**Material:**
━━━━━━

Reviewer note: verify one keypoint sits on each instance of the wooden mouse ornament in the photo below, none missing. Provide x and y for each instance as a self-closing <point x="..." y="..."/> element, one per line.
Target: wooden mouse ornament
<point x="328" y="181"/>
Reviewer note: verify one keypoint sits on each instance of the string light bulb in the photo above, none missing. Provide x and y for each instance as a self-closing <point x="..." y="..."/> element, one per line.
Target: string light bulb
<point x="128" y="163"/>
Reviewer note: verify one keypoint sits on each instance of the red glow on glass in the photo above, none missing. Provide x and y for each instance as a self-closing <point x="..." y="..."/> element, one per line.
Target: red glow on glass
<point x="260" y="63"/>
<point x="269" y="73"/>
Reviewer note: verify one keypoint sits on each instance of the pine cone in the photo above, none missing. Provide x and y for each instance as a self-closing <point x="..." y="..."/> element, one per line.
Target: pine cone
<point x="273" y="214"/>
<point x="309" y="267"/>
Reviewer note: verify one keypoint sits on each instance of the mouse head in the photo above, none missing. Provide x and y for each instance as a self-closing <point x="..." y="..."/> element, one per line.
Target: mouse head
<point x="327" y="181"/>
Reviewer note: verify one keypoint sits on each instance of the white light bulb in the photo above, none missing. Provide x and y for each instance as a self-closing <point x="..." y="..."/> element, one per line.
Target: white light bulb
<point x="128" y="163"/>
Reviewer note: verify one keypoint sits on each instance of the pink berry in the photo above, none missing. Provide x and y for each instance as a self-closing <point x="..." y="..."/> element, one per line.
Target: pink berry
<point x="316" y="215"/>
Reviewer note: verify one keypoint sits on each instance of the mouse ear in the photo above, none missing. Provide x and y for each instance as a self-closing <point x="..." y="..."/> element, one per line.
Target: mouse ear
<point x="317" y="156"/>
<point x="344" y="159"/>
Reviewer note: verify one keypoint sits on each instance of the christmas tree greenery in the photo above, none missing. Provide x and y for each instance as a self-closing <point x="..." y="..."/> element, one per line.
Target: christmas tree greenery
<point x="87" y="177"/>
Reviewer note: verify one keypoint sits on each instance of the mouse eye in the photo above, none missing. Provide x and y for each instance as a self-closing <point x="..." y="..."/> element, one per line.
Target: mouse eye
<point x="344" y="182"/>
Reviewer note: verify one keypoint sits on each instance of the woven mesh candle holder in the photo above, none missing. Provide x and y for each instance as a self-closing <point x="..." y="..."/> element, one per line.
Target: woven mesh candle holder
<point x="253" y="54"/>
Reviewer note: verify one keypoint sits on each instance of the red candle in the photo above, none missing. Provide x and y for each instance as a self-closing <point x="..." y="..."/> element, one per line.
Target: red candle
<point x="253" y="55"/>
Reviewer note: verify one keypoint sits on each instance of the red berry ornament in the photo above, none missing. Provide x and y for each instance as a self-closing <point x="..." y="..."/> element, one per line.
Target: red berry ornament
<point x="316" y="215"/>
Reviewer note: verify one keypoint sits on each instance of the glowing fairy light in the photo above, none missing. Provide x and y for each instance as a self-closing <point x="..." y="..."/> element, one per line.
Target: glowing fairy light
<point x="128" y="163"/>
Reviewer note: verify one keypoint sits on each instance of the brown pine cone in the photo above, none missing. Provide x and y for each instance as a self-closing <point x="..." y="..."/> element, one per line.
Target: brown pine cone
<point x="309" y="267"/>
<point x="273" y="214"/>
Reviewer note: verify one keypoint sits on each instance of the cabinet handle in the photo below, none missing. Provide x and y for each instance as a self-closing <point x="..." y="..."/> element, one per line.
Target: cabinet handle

━━━━━━

**What you will do:** Copy out every line of the records above exactly as they appear.

**Answer in full:**
Reviewer note: verify one keypoint sits on each instance of the wooden mouse ornament in the photo below, none missing. Provide x and y for each instance as a self-closing <point x="..." y="..."/> element, one per line.
Target: wooden mouse ornament
<point x="328" y="181"/>
Reviewer note: verify one keypoint sits on each instance of the string light bulb in the photo above, none missing. Provide x and y for each instance as a self-closing <point x="..." y="..."/> element, one per line.
Target: string light bulb
<point x="128" y="163"/>
Reviewer note: verify one keypoint sits on each instance of the red glow on glass in the photo above, none missing. Provide x and y for each instance as a self-closing <point x="..." y="..."/> element, one per line.
Target: red glow on glass
<point x="260" y="63"/>
<point x="269" y="73"/>
Reviewer note: verify one keypoint sits on each instance of the pine cone in the photo above, none missing. Provide x and y for each instance as a self-closing <point x="..." y="..."/> element, one per line.
Target: pine cone
<point x="273" y="214"/>
<point x="309" y="267"/>
Reviewer note: verify one keypoint sits on each instance of the mouse head in the photo above, none missing. Provide x and y for each instance as a self-closing <point x="..." y="..."/> element, one per line.
Target: mouse head
<point x="327" y="181"/>
Reviewer note: verify one keypoint sits on each instance of the white light bulb in the photo above, none missing. Provide x and y for each instance as a self-closing <point x="..." y="..."/> element, one per line.
Target: white light bulb
<point x="128" y="163"/>
Reviewer note: verify one keypoint sits on each instance of the pink berry in the photo above, none missing. Provide x and y for each instance as a self-closing <point x="..." y="..."/> element, one per line.
Target: pink berry
<point x="316" y="215"/>
Reviewer note: verify one keypoint sits on each instance of the mouse ear in the photo above, none missing. Provide x and y for each instance as a self-closing <point x="..." y="..."/> element, one per line.
Target: mouse ear
<point x="317" y="156"/>
<point x="344" y="159"/>
Reviewer note: verify one keypoint sits on each instance of the christmas tree greenery in the photo above, none missing. Provide x and y for each instance as a self-closing <point x="..." y="..."/> element, one per line.
Target: christmas tree greenery
<point x="87" y="177"/>
Reviewer note: verify one keypoint sits on each instance of the mouse eye in the photo above, none missing. Provide x and y for each instance as a self-closing <point x="..." y="..."/> element, one per line.
Target: mouse eye
<point x="344" y="182"/>
Reviewer note: verify one keypoint sits on each instance of the woven mesh candle holder in the photo above, none missing. Provide x and y for each instance as a self-closing <point x="..." y="..."/> element, one per line.
Target: woven mesh candle holder
<point x="253" y="54"/>
Reviewer note: verify one keypoint sits on each instance of the red candle in the photo above, none missing. Provide x and y for each instance as a self-closing <point x="..." y="..."/> element, one per line.
Target: red candle
<point x="253" y="55"/>
Reviewer note: verify one keypoint sits on each instance of the red berry ornament in the photo above, none missing. Provide x and y for each instance as a self-closing <point x="..." y="..."/> element, one per line.
Target: red berry ornament
<point x="316" y="215"/>
Reviewer note: verify one keypoint sits on each instance of the glowing fairy light in the photo above, none missing. Provide x and y for each instance as a self-closing <point x="..." y="..."/> element, one per line.
Target: glowing fairy light
<point x="128" y="163"/>
Reviewer note: verify one keypoint sits on each instance of the brown pine cone in the photo above, none missing. Provide x and y for each instance as a self-closing <point x="..." y="..."/> element, one per line.
Target: brown pine cone
<point x="309" y="267"/>
<point x="273" y="214"/>
Reviewer note: verify one keypoint sits on each instance of the cabinet handle in the photo below, none missing. Provide x and y for each instance as a self-closing <point x="..." y="..."/> element, one per line.
Target: cabinet handle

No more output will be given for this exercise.